§ EXCERPT TO READ:

● ● ● ● ●

Overview of the CLIP based visual scene labeling pipeline is shown in the above figure. For tagging individual frames using CLIP, we use a background specific prompt:
A photo of a {label}, a type of background location", where label is the visual scene class from our proposed taxonomy. If a shot contains T frames, we utilize CLIP's visual encoder to extract frame-wise visual embeddings $v_{t}(t=1,...,T)$.
For each of the individual scene labels in our taxonomy, we utilize CLIP's text encoder to extract embeddings $e_{l} (l=1,2,...,L)$ for the background specific prompts
We use the label-wise (prompt-specific) text and frame-wise visual embeddings to obtain a similarity score matrix $S$, whose entries $S_{lt}$ are computed as follows:
\begin{equation}\label{simmatrixscore}
S_{lt}=\frac{e_{l}^{T}v_{t}}{\lVert e_{l} \rVert_{2} \lVert v_{t} \rVert_{2}}
\end{equation}
We compute an aggregate shot specific score for individual scene labels by temporal average pooling over the similarity matrix $S_{lt}$, since the visual content within a shot remains fairly unchanged. The computation of shot specific score called $\texttt{CLIPSceneScore}_{\texttt{l}}$ for $l$th visual scene label is shown as follows:
\begin{equation}
\texttt{CLIPSceneScore}_{\texttt{l}}=\frac{\sum_{t=0}^{T}(S_{lt})}{T}
\label{score pooling}
\end{equation}
|

● ● ● ● ●

§ REQUIRED TASK A:
Answer these questions about the CLIP scene labeling excerpt above:
(i) Which CLIP encoder extracts the frame-wise visual embeddings?
(ii) What operation over the similarity matrix yields the aggregate shot-specific score for each scene label?
(iii) What reason is given for using that operation?

● ● ● ● ●

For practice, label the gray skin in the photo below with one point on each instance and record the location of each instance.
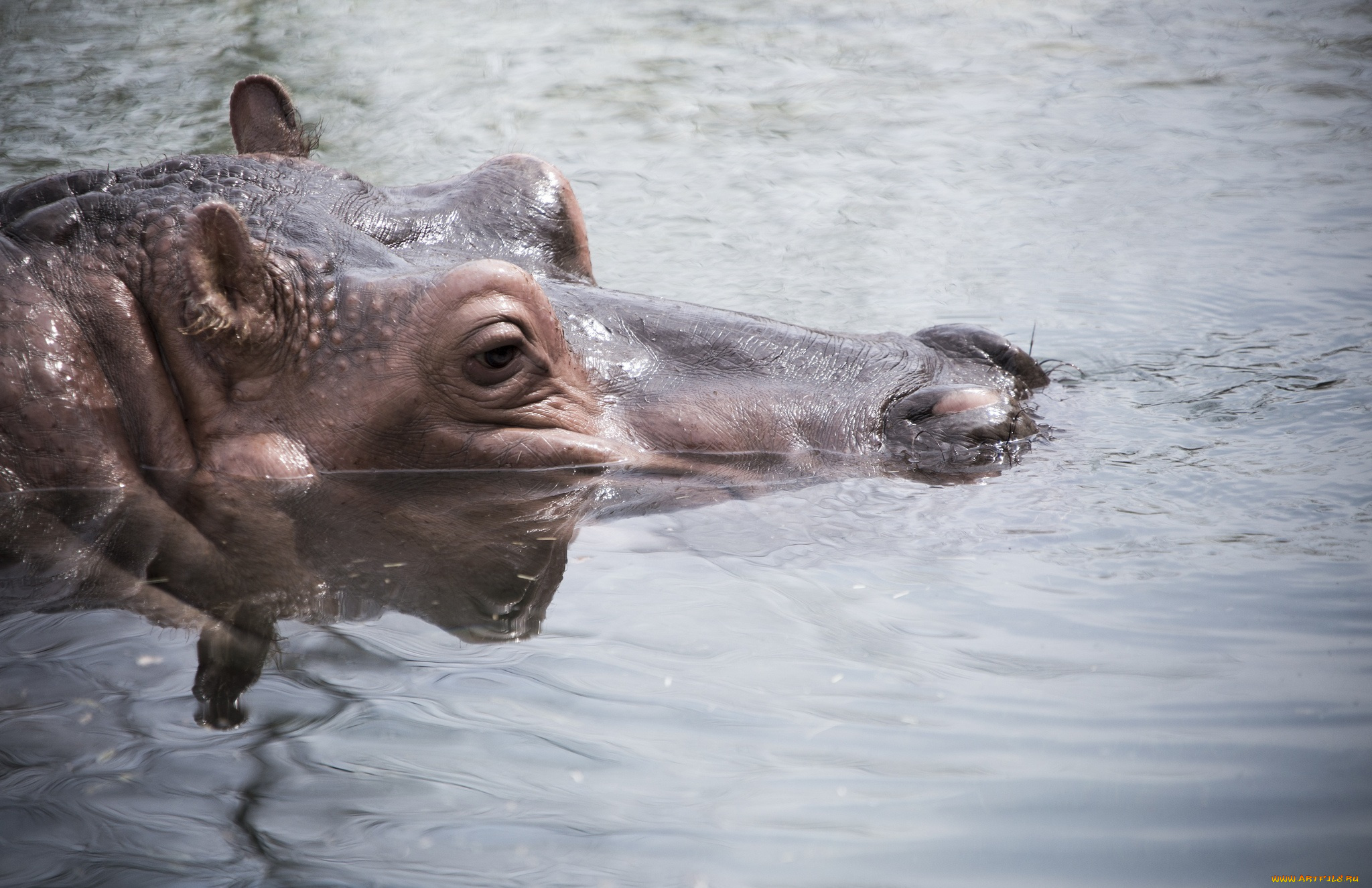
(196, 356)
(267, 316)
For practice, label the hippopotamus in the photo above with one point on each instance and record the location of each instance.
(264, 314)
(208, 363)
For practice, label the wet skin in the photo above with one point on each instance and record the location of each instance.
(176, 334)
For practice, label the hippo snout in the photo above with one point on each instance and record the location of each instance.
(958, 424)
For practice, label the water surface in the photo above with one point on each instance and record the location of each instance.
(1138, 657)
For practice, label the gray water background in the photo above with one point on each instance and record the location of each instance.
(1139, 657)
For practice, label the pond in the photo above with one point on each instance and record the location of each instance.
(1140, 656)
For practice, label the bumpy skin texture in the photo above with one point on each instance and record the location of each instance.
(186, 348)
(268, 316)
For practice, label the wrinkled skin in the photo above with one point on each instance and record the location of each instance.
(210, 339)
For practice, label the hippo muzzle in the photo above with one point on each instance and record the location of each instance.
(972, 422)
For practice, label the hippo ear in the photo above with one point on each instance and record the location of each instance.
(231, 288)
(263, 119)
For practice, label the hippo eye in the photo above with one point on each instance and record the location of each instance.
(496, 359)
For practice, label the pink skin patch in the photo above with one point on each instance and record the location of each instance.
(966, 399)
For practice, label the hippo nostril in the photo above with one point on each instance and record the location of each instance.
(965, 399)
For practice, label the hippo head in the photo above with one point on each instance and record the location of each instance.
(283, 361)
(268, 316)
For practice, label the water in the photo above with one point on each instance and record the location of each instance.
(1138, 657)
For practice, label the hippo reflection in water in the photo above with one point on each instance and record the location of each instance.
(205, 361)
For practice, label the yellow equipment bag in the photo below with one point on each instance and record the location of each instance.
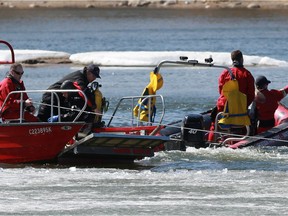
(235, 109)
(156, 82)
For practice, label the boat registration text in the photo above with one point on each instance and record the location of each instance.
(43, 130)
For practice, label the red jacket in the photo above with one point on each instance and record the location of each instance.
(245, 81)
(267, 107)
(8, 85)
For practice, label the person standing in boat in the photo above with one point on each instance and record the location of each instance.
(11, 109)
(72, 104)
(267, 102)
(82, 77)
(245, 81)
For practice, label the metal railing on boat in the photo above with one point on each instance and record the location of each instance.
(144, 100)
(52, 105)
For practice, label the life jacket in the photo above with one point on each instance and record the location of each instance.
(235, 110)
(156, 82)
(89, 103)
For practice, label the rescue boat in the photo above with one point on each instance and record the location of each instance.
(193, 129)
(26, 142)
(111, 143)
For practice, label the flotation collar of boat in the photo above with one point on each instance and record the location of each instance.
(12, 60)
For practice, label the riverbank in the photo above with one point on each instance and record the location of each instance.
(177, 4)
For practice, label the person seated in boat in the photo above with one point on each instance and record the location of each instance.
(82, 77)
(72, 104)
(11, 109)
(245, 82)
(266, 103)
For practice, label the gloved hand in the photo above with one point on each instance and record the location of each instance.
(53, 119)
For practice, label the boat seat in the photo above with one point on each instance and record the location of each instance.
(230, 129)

● ● ● ● ●

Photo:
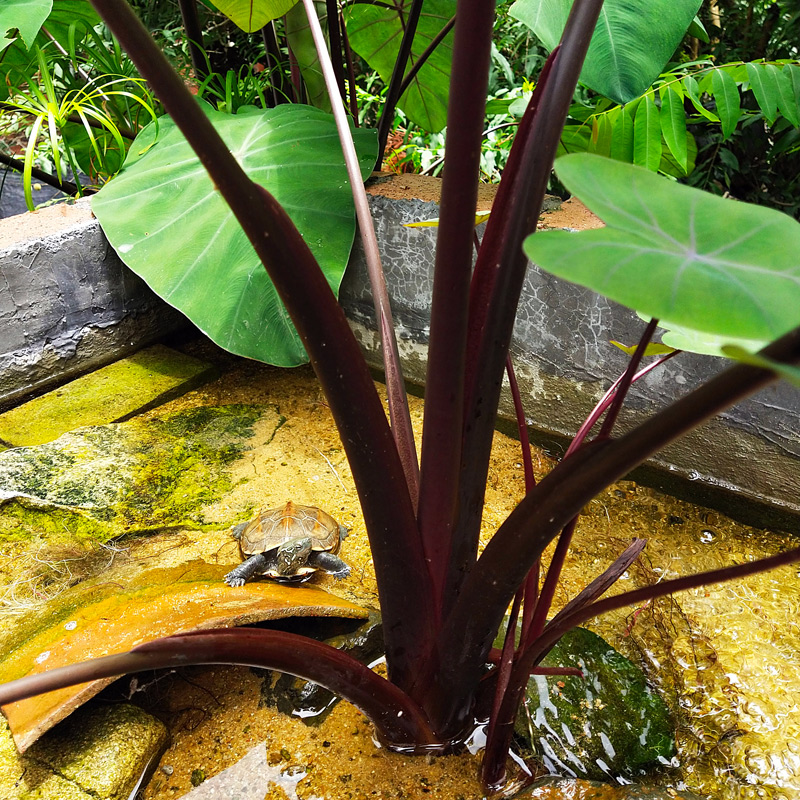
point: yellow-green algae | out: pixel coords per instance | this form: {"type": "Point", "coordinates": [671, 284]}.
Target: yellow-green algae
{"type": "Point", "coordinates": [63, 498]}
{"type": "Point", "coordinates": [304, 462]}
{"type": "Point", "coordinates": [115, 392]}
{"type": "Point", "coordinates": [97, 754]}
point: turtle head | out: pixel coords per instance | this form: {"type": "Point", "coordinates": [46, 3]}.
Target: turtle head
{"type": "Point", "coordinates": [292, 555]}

● ● ● ● ●

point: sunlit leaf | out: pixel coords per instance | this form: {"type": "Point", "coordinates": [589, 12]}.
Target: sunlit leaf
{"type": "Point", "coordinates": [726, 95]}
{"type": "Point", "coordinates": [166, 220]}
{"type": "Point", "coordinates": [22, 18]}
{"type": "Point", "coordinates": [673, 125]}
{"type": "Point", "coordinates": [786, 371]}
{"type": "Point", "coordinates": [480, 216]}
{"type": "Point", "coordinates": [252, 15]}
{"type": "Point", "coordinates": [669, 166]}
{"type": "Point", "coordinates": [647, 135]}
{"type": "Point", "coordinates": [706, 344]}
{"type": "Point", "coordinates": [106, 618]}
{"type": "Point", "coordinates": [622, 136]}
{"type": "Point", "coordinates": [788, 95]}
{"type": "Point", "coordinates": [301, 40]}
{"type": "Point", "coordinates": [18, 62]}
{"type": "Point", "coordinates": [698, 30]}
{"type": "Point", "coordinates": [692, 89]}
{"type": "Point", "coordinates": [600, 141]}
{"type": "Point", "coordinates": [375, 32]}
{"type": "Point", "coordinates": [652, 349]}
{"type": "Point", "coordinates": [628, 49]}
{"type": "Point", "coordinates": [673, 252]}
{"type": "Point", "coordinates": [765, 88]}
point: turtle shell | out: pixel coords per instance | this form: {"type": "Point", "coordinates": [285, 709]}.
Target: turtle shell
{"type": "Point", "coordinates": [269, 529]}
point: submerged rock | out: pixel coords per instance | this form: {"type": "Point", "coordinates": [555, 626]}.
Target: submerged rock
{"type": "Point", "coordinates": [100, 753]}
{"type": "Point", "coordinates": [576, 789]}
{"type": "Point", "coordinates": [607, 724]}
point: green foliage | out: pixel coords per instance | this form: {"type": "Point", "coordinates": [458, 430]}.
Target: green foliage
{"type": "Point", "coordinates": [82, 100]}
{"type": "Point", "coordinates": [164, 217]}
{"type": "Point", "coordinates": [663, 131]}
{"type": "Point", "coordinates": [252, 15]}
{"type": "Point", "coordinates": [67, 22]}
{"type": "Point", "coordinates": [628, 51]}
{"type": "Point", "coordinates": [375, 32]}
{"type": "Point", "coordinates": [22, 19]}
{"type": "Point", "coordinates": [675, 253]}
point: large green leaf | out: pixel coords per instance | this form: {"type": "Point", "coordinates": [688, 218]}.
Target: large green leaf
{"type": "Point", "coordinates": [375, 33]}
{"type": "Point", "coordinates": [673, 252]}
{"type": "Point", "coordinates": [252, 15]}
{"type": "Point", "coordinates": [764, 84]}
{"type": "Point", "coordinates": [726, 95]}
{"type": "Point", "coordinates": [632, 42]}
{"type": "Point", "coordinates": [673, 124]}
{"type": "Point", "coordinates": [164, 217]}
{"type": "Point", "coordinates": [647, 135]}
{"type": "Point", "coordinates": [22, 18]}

● ● ● ● ●

§ REQUIRED TASK B: Locate every line of the records that contains the string "Target", and copy each one out.

§ RIGHT ANSWER A:
(i) CLIP's visual encoder.
(ii) Temporal average pooling.
(iii) The visual content within a shot remains fairly unchanged.

§ RIGHT ANSWER B:
Target: yellow-green algae
Target: turtle head
Target: sunlit leaf
Target: turtle shell
Target: submerged rock
Target: green foliage
Target: large green leaf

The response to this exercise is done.